PROBLEM TO WORK ON = Reproduce the entries that follow exactly. No picture should appear in the result.

Photo-based referring expression data =
━━━━━━

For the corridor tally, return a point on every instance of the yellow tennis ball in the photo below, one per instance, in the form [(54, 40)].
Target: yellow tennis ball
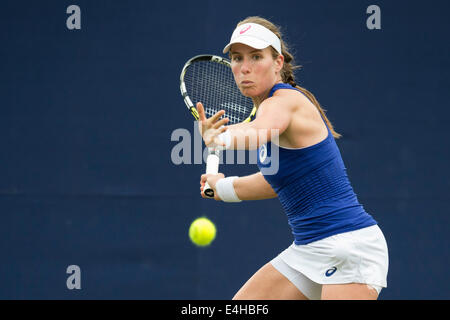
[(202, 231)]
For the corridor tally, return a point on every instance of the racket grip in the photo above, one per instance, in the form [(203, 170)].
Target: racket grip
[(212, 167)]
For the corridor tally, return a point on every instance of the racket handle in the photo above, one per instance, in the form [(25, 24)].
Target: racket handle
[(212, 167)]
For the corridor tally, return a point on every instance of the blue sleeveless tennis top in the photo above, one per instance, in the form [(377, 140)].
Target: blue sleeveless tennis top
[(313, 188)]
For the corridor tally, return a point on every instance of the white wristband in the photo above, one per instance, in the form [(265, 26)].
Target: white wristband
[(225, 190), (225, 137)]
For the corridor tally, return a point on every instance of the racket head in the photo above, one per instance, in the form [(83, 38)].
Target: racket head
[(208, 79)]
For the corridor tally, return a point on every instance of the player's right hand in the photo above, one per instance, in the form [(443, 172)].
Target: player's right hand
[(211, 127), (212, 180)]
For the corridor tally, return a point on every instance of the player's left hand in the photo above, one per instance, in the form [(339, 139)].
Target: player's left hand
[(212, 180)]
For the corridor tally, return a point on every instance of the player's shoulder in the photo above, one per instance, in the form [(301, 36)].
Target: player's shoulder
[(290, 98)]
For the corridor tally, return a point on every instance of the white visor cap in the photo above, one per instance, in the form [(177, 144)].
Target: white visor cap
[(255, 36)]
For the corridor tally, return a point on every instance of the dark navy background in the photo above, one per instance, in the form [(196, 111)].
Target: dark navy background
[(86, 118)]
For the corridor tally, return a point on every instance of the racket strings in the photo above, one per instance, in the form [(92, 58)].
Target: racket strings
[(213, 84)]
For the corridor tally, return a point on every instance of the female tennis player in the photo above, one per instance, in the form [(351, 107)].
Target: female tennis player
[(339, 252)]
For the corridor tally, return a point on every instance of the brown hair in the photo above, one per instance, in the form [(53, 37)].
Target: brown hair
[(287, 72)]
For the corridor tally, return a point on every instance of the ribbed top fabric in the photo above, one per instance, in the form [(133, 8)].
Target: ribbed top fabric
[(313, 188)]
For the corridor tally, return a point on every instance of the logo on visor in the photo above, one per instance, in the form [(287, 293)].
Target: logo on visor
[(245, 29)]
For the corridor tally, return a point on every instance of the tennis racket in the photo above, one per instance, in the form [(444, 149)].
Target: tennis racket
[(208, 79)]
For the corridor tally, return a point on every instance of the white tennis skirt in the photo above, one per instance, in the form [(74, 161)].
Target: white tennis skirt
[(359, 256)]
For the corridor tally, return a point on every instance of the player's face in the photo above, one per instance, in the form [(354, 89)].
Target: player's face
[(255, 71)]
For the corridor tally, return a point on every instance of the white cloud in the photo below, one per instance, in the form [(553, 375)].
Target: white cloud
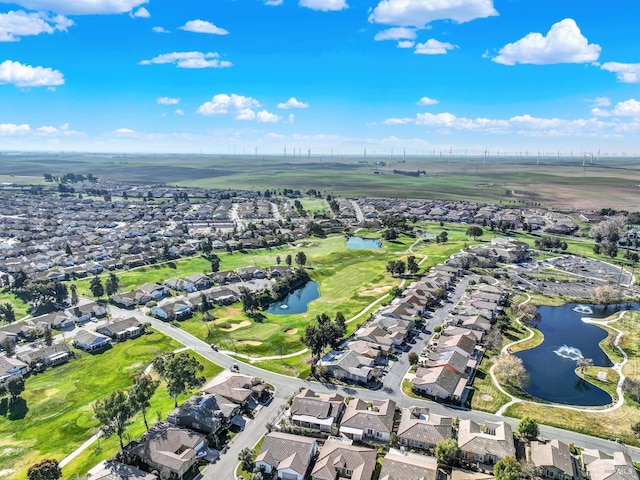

━━━━━━

RESULT OF THIS TASK =
For the corridor tally, return a point on every instance of the yellow tennis ball in the photo below, one per instance, in the form [(54, 40)].
Target: yellow tennis ball
[(202, 231)]
For the corridor tally, return a point on every instance of the racket grip in the photo above, one per instance, in the form [(203, 170)].
Target: racket grip
[(212, 167)]
For the corridor tally, return a point on every instance of the racket handle in the photo above, one per instance, in the form [(25, 24)].
Target: racket handle
[(212, 167)]
For the corridor tally, return a point on every instance of the blue sleeveless tennis top in the photo above, one per instance, in the form [(377, 140)].
Target: blue sleeveless tennis top
[(313, 188)]
For the corridor tally, return a point on every instance of the white wristband in the photo above, one per instance, in the form [(265, 26)].
Target: white wristband
[(225, 190), (225, 137)]
For the corridor tally, return a point on every instance of the racket head in the photo above, one per instance, in the form [(83, 38)].
Target: racket head
[(208, 79)]
For the corridor tally, return a point on every instance of the player's right hand in the photo above, one per instance, in the form [(443, 172)].
Target: player's right hand
[(211, 127), (212, 180)]
For the corridor tally, return a point on every instance of the player's left hand in the photo above, one per instance, in the form [(339, 139)].
Target: player's left hand
[(212, 180)]
For the corridor tally, return a point on every instance of the player's shoulder in the photo above, one per instance, in the form [(301, 36)].
Target: player's shoulder
[(290, 98)]
For the corridor tally, return a point on every instance of the white visor cap in the photo above, one per instance, in the form [(177, 144)].
Target: white visor cap
[(255, 36)]
For the corridor tally, return a point on every instance of the dark navy background in the photo above, one per instance, in the form [(196, 111)].
Target: dark navy background
[(86, 118)]
For the corridor tally, return a point on every instance of the racket strings in the photo above, one per instance, in the form [(92, 58)].
Target: racket strings
[(213, 84)]
For the corridor tally, return a point on every instance of the female tennis player in the photo above, one per instance, in the form [(351, 107)].
Target: female tennis player
[(339, 252)]
For the corridor tally, return a point on every instance of the brown hair in the photo above, one per instance, in the form [(53, 37)].
Target: brown hair
[(287, 72)]
For the corridor tally, return a point on every instance of the ribbed top fabric in the photo above, one per instance, in the form [(133, 8)].
Target: ribbed top fabric
[(313, 188)]
For the corridor tally, return a point on every instance of the logo on visor in the photo above, one per instance, in the form [(287, 293)].
Target: logo on visor
[(245, 29)]
For the corridor tally, return a point on every instance of the tennis racket in the photo above, one per instance, in the form [(444, 149)].
Target: tennis racket
[(208, 79)]
For the corridor tally, return a point on every instance of the white tennis skirt in the photo above, one per instance, in the form [(74, 161)].
Target: white tennis skirt
[(359, 256)]
For the corridor tally, return a point on every instance of the player's face in the photo above, one per instance, in the form [(354, 89)].
Target: player's face
[(255, 71)]
For the corridor tally, return a point on every instance of the white cloud in the photo below, one per instance, in the form [(553, 375)].
Target: white cloud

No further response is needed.